[Instructions to follow]:
Print the data exactly, leaving nothing out.

Records drawn from a dataset:
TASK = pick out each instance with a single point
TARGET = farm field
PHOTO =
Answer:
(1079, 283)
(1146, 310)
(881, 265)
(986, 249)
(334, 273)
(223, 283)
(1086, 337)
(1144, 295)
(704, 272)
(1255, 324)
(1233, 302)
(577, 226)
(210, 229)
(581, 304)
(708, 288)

[Output for this exercise]:
TASK = pick out each instance with a single point
TARGET = farm field
PHOTO =
Answer:
(1079, 283)
(1146, 310)
(881, 265)
(986, 249)
(334, 273)
(223, 283)
(1086, 337)
(1144, 295)
(704, 272)
(1255, 324)
(1233, 302)
(577, 226)
(210, 229)
(581, 304)
(708, 288)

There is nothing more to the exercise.